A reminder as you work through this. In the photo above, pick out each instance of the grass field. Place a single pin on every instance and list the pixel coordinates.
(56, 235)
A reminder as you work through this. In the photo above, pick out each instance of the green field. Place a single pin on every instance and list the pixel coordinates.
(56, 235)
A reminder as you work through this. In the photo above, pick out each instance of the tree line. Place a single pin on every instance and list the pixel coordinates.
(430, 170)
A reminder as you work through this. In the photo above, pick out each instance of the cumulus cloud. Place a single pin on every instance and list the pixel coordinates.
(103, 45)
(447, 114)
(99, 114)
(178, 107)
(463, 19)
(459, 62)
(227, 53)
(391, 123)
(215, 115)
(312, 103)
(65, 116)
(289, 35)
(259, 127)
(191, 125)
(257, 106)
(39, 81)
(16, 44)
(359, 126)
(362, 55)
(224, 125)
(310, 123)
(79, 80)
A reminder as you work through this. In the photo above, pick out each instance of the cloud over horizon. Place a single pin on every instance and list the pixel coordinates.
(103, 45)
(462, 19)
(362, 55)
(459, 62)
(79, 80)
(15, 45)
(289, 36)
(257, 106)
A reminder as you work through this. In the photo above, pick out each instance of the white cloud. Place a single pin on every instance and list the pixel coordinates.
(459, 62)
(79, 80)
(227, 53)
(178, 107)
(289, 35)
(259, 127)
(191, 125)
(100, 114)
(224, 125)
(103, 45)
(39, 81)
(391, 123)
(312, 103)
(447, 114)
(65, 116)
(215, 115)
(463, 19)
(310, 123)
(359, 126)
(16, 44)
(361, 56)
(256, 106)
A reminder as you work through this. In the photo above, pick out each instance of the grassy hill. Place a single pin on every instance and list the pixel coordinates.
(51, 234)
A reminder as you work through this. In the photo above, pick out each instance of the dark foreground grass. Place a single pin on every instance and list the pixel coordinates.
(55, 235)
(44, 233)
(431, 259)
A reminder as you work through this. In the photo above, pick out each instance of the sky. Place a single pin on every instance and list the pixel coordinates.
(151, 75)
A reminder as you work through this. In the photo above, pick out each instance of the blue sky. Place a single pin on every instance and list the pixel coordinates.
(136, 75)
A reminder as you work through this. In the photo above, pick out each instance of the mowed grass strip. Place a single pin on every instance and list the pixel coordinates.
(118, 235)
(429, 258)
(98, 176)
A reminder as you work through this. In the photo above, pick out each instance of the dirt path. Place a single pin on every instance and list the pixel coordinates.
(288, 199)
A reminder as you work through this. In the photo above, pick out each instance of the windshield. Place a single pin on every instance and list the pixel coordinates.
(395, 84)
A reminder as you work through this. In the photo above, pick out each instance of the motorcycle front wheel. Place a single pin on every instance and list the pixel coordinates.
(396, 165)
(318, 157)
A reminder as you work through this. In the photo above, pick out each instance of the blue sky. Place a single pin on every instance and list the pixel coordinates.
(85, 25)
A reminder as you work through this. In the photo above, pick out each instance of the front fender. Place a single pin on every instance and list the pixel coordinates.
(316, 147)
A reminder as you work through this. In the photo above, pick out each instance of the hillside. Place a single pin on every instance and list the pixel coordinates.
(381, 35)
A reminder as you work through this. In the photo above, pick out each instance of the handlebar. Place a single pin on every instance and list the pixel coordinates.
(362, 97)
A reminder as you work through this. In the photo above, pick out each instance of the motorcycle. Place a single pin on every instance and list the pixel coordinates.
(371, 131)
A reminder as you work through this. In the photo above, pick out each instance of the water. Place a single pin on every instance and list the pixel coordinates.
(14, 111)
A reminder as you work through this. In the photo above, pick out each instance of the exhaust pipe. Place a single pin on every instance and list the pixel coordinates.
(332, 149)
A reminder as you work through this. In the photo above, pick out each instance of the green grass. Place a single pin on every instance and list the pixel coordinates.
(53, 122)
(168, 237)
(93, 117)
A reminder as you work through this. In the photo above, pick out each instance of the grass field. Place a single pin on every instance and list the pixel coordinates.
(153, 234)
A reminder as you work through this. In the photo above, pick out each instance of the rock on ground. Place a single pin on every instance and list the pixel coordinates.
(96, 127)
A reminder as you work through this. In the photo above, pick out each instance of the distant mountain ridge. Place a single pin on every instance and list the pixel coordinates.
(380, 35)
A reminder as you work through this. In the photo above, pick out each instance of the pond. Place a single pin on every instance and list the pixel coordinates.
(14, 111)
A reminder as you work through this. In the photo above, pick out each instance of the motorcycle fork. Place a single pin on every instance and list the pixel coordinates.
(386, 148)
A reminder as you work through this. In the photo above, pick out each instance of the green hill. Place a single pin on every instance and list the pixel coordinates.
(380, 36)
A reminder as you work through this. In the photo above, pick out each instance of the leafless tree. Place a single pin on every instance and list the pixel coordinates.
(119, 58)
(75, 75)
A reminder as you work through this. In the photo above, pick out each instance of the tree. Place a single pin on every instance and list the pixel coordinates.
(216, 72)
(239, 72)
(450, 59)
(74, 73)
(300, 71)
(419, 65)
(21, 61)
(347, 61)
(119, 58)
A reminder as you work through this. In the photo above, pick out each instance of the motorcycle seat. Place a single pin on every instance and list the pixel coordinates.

########

*WHAT TO WORK ON*
Nothing should be left out when the listing is retyped exactly.

*WRITTEN RESPONSE*
A reminder as you work through this. In the photo above, pick out each instance of the grass field. Place a single pin on every instance and list the pixel coordinates.
(56, 235)
A reminder as you work through this. In the photo above, pick out each instance of the green field. Place a single pin on every instance and list the pixel coordinates.
(56, 235)
A reminder as you work through this. In the photo above, pick out each instance of the tree line. Place a single pin on every instance and list the pixel coordinates.
(430, 170)
A reminder as you work through this. In the photo above, pick out each instance of the cumulus cloud. Place a single pin on every instance and list the pixel coordinates.
(103, 45)
(447, 114)
(99, 114)
(178, 107)
(463, 19)
(459, 62)
(227, 53)
(391, 123)
(215, 115)
(312, 103)
(65, 116)
(289, 35)
(259, 127)
(191, 125)
(257, 106)
(39, 81)
(16, 44)
(359, 126)
(362, 55)
(224, 125)
(310, 123)
(79, 80)
A reminder as you work through this. In the photo above, pick out each instance of the cloud over horizon. Place a single pin on every instance and list the pixel coordinates.
(103, 45)
(462, 19)
(362, 55)
(459, 62)
(79, 80)
(15, 45)
(289, 36)
(257, 106)
A reminder as you work through this. In the photo above, pick out each instance of the white cloud. Place a single pin on every instance and list the pixel coordinates.
(459, 62)
(79, 80)
(227, 53)
(178, 107)
(289, 35)
(259, 127)
(191, 125)
(100, 114)
(224, 125)
(103, 45)
(39, 81)
(391, 123)
(312, 103)
(447, 114)
(65, 116)
(215, 115)
(463, 19)
(310, 123)
(359, 126)
(16, 44)
(361, 56)
(256, 106)
A reminder as you work through this. In the photo above, pick out each instance of the grassy hill. Place a single pin on every instance and list the pixel coordinates.
(51, 234)
A reminder as you work through this. In the photo above, pick out each instance of the dark foreground grass. Place a single pin on every instance and list the pixel coordinates.
(55, 235)
(44, 233)
(431, 259)
A reminder as you work through this. In the photo above, pick out each instance of the sky. Place a single pin on every instance and list the pixel coordinates.
(151, 75)
A reminder as you work through this. In the photo above, pick out each instance of the blue sky. Place a single pin on every instance and list the pixel coordinates.
(136, 75)
A reminder as you work through this. In the photo above, pick out each instance of the mowed grass strip. Place a single pin on every instance and list the pixel coordinates.
(118, 235)
(429, 258)
(98, 176)
A reminder as you work through this. In the photo above, pick out each instance of the dirt path. Place a single pin on every instance and list the pixel coordinates.
(288, 199)
A reminder as you work through this. In the photo above, pick out each instance of the windshield. Place a single pin on every instance and list the pixel coordinates.
(395, 84)
A reminder as you work through this. In the photo above, pick out each instance of the motorcycle front wheel. Place a single pin on every instance and list the pixel coordinates.
(396, 165)
(318, 157)
A reminder as you work through this. In the photo above, pick out each instance of the blue sky. Place a single pin on every instance and list the pixel coordinates.
(85, 25)
A reminder as you work through this. In the photo above, pick out each instance of the front fender. Place a single pin on every instance and list the pixel coordinates.
(316, 147)
A reminder as you work through this. In the photo above, pick out each instance of the hillside. Place a single pin on every instance and list the pixel coordinates.
(381, 35)
A reminder as you work through this. In the photo above, pick out each instance of the handlebar. Place a single pin on every instance and list the pixel coordinates.
(362, 97)
A reminder as you work through this. In the photo above, pick out each instance of the motorcycle. Place a single pin on every instance and list the pixel coordinates.
(371, 131)
A reminder as you work through this. In the photo above, pick out each instance of the water. Place a single pin on every instance and list the pixel coordinates.
(14, 111)
A reminder as you work through this. In the photo above, pick out each instance of the exhaust pipe. Place a single pin on every instance and list the pixel coordinates.
(332, 149)
A reminder as you work through this. In the photo above, pick out each instance of the green grass. Place a single pin on every instance and list the pixel coordinates.
(53, 122)
(168, 237)
(93, 117)
A reminder as you work through this. In the photo above, pick out each instance of the grass field. Place a single pin on every instance and list the pixel coordinates.
(153, 234)
A reminder as you work through this. In the photo above, pick out each instance of the rock on ground. Place a single pin on every instance and list the pixel coordinates.
(96, 127)
A reminder as you work through this. In the photo above, pick out each instance of the distant mountain ridge. Place a single pin on every instance and list the pixel coordinates.
(380, 35)
A reminder as you work through this. In the photo above, pick out each instance of the pond. Place a single pin on every instance and list the pixel coordinates.
(14, 111)
A reminder as you work through this. In the photo above, pick out each instance of the motorcycle fork. Place a single pin on every instance and list the pixel coordinates.
(386, 148)
A reminder as you work through this. In the photo above, pick out each instance of the green hill. Place a single pin on every instance and list the pixel coordinates.
(380, 36)
A reminder as you work through this. In the photo above, pick out each instance of the leafless tree. Place a single pin on every instance and list the pixel coordinates.
(119, 58)
(75, 75)
A reminder as you work through this. In the photo above, pick out each instance of the tree. Place a single pin on every instance and list the pixel coordinates.
(216, 72)
(239, 72)
(450, 59)
(74, 73)
(300, 71)
(419, 65)
(21, 61)
(347, 61)
(119, 58)
A reminder as you work through this. In the photo above, pick out each instance of the motorcycle seat. Place a single pin on every instance and list the pixel coordinates.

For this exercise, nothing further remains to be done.